The task
Could you return the records below verbatim, starting with the very first line and continuing through the line containing "pixel 476 105", with both of those lines included?

┄┄┄┄┄┄

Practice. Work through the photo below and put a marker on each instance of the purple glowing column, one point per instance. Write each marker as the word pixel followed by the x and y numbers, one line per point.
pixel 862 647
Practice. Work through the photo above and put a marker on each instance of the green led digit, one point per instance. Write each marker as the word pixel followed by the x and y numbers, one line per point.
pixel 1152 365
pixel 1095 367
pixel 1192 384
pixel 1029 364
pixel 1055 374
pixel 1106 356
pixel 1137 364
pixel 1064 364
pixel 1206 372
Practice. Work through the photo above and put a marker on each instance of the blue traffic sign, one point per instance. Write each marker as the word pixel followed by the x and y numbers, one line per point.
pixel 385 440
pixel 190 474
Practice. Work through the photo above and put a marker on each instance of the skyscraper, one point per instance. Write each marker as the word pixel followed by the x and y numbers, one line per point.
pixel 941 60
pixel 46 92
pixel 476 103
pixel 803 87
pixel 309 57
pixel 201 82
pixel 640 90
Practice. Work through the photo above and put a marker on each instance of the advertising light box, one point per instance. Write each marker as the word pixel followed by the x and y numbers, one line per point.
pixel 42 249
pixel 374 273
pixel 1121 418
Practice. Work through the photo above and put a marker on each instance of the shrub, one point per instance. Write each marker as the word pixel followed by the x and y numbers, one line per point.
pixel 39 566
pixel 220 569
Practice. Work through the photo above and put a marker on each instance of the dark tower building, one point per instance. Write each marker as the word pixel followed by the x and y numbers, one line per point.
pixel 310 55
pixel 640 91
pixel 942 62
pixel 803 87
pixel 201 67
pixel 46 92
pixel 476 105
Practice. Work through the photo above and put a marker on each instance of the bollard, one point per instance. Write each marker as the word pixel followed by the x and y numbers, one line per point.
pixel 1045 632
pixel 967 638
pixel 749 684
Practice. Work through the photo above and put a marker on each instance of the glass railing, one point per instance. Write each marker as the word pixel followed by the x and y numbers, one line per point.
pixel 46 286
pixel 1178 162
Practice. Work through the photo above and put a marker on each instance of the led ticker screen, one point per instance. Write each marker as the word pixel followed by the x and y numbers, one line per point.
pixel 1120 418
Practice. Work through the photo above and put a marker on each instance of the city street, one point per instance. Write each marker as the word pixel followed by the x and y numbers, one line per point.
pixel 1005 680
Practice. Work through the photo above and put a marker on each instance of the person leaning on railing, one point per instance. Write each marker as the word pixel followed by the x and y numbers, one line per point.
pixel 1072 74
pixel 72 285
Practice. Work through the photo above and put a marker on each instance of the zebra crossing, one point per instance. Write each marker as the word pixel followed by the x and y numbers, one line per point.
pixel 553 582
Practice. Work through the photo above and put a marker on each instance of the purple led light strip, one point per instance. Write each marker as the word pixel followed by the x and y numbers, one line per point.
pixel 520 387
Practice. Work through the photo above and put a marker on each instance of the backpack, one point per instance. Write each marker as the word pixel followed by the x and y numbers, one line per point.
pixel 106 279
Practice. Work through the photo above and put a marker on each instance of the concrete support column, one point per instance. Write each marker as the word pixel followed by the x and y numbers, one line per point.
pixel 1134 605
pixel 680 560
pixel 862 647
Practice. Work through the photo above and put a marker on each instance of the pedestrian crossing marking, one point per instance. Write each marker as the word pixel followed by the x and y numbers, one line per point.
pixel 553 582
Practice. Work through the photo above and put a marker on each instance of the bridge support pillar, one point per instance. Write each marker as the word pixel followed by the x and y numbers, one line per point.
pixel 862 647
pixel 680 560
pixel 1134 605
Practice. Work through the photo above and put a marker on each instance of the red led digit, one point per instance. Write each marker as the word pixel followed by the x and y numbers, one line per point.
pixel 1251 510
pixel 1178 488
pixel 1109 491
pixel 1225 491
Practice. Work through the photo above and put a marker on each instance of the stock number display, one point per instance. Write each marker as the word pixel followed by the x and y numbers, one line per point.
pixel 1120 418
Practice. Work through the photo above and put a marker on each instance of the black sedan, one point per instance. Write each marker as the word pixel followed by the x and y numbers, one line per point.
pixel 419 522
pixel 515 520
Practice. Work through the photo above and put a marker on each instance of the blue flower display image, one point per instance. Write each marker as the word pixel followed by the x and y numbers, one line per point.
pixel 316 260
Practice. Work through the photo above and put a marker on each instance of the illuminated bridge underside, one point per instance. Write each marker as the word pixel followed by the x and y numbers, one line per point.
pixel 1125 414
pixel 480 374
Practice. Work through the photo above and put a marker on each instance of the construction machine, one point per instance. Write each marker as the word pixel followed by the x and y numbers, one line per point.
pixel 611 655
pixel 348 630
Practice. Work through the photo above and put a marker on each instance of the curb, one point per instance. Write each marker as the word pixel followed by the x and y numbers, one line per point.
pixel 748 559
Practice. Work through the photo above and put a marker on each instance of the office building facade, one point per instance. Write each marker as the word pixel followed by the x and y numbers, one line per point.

┄┄┄┄┄┄

Problem solution
Practice. Work through the photo below and put a marker on each instance of the purple glowing column, one point per instance. Write each marker as the word pixel followed by the x and y numbers, one line per point.
pixel 862 647
Practice. Work through the photo above and put a marker on each instance of the green led digit, one point per instance. Write each marker as the word pixel followed by the x and y numbers, one line per point.
pixel 1152 365
pixel 1095 367
pixel 1192 384
pixel 1029 364
pixel 1055 374
pixel 1106 356
pixel 1137 364
pixel 1064 364
pixel 1206 372
Practice. Work through the photo above and put a marker on each instance of the blue traffic sign, one point per instance. Write each marker as the word pixel followed by the x and y numbers, one line per point.
pixel 385 440
pixel 190 474
Practice. Work through the photo above and put a marker on each instance of the skyscraper, one point per instance. Write each marker as the word pixel followed by the x and y numbers, one line per point.
pixel 941 60
pixel 46 92
pixel 476 103
pixel 803 87
pixel 309 57
pixel 201 82
pixel 640 90
Practice. Work through the photo above and put a marker on each instance of the advertising light box, one point per instance. Write each marker as the word pixel followed by the x and y numbers, one line per point.
pixel 42 249
pixel 374 273
pixel 1121 418
Practice. Work through the photo above and put a marker on each instance of the shrub, one point per instance. Write each marker as the word pixel followed by the x and y numbers, one line per point.
pixel 39 566
pixel 220 569
Practice. Work through the photo above and put a marker on each instance of the dark tower building, one point per instance. Write each marker as the word pixel followed by the x and y numbers, one line per point.
pixel 310 55
pixel 640 91
pixel 942 62
pixel 803 87
pixel 201 67
pixel 46 92
pixel 476 105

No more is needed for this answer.